--- Tujuan 1 ---
Menurut teks tentang penggemar Didi Kempot, di tempat mana acara itu berlangsung?
--- Tujuan 2 ---
Berdasarkan teks tentang penggemar Didi Kempot, jelaskan mengapa anak-anak muda itu sebenarnya bukan penonton konser musik cadas.
--- Tujuan 3 ---
Teruskan teks tentang penggemar Didi Kempot mulai dari kalimat terakhirnya.

--- Teks Bacaan ---
•••
Di atas sebuah panggung di Wedangan Gulo Klopo, Kartasura, Jawa Tengah, Minggu (14/07/19), seorang pria berbaju putih bernyanyi kencang-kencang sampai batang lehernya berurat. Di sudut lain, di bawah panggung, seorang perempuan berhijab bernyanyi sambil berdiri di atas kursi. Tak jauh darinya ada seorang pria terpejam menghayati musik dan lirik. Suasana riuh.
Sekilas, mereka seperti penonton konser musik cadas. Tetapi bukan. Mereka, anak-anak muda itu, tenggelam dalam irama campursari, dijerat sihir sang maestro. Kata Gofar Hilman, influencer yang membuat acara off-air bertajuk #NGOBAM (Ngobrol Bareng Musisi) Didi Kempot di akun YouTube-nya, mereka adalah militan-militan Didi Kempot.
•••
--- Data Tersedia ---
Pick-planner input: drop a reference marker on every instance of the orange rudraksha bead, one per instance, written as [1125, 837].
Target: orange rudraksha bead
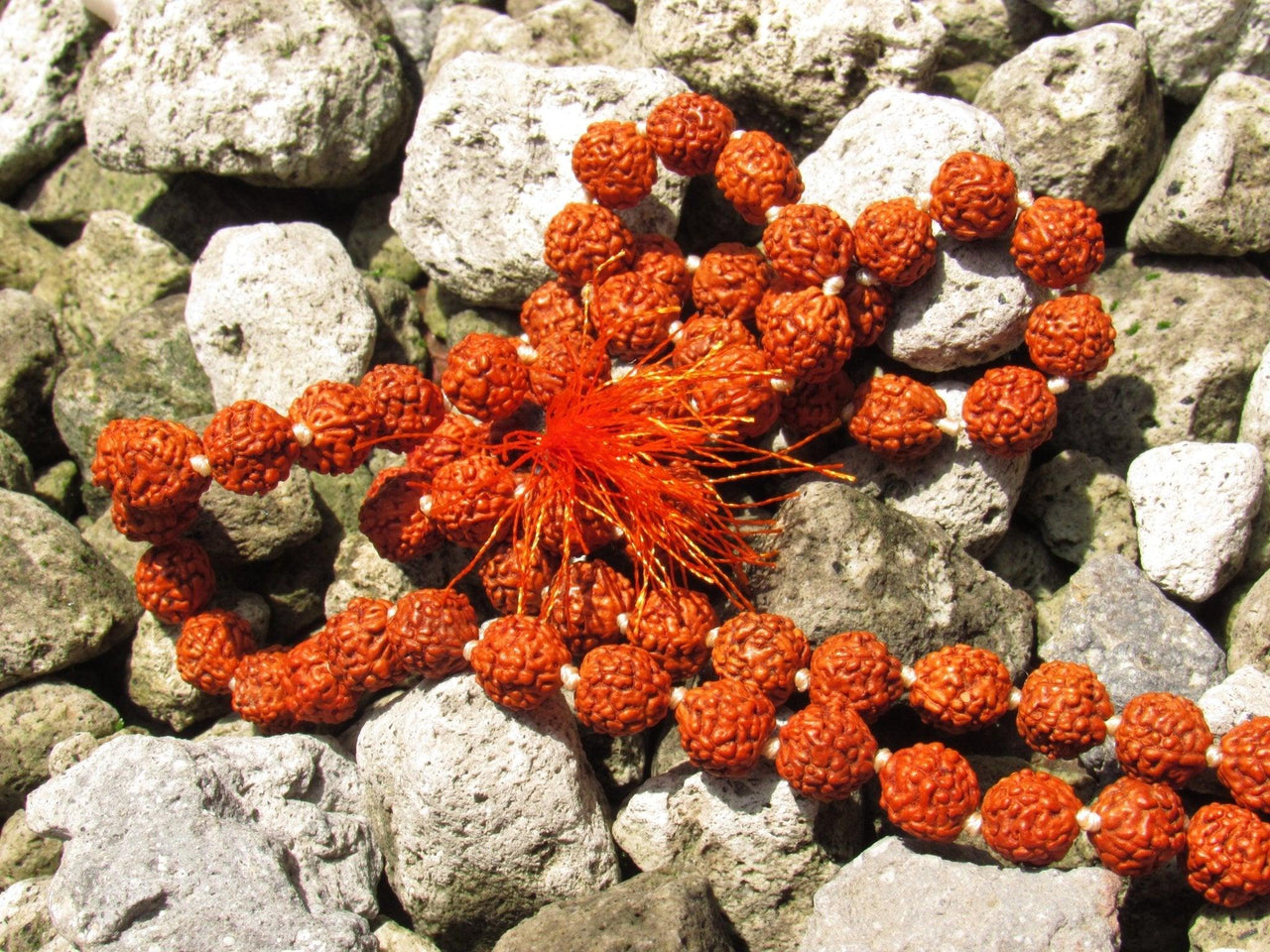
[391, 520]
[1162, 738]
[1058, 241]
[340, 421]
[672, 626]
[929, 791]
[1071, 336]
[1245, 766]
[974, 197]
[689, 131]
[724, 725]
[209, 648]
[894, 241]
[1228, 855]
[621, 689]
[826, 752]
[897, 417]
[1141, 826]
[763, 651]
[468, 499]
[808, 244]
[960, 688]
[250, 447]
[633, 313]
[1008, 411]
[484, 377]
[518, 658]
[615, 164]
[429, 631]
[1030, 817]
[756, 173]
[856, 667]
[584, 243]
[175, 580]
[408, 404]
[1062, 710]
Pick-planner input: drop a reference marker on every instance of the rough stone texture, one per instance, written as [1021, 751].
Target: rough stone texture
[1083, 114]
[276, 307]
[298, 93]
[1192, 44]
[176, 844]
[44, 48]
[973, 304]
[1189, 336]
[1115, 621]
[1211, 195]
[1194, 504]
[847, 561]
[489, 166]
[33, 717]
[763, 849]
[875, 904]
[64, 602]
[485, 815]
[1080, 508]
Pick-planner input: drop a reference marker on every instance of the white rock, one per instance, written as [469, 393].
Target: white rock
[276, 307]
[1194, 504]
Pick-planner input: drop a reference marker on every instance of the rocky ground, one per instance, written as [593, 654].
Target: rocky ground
•••
--- Jawaban 1 ---
Di Wedangan Gulo Klopo, Kartasura, Jawa Tengah.

--- Jawaban 2 ---
Mereka hanya tampak seperti penonton musik cadas. Sebenarnya mereka tenggelam dalam irama campursari dan terjerat sihir sang maestro. Gofar Hilman menyebut mereka militan-militan Didi Kempot.

--- Jawaban 3 ---
Belakangan nama Didi Kempot berseliweran di media sosial. Dia hadir sebagai pelipur lara saat “cebong” dan “kampret” belum sepenuhnya berdamai, sebagai peredam keriuhan perebutan kursi menteri, merebut perhatian dari perkara-perkara yang bikin putus asa.
Kebangkitan popularitas Didi Kempot memang tak lepas dari peran media sosial. Pemimpin Redaksi Mojok.co Agus Mulyadi ingat betul ketika rekannya merekam konser Didi Kempot di Taman Balekambang, Surakarta, Solo awal Juni lalu. Dalam video itu, mereka menyanyikan “Cidro” beramai-ramai.
“Yang merekam momen saat nyanyi bareng itu Fajar, foundernya Sobat Ambyar, yang sekarang jadi pusat komunitas Sad Boys dan Sad Girls seluruh Indonesia. Nah, terus diupload di Twitter. Saya ikut nimbrung karena suka Didi Kempot dari kecil, dari dulu sudah dicekoki terus dengan lagu-lagunya,” kata Agus, Kamis (25/07/19).
Fajar dan kawan-kawannya kemudian membentuk “Solo Sad Bois Club” dan memberikan julukan “The Godfather of Broken Heart” kepada Didi Kempot. Komunitas itu diresmikan di Rumah Blogger Indonesia (RBI) Solo, Sabtu (15/07) malam. Deklarasi itu dihadiri Didi Kempot.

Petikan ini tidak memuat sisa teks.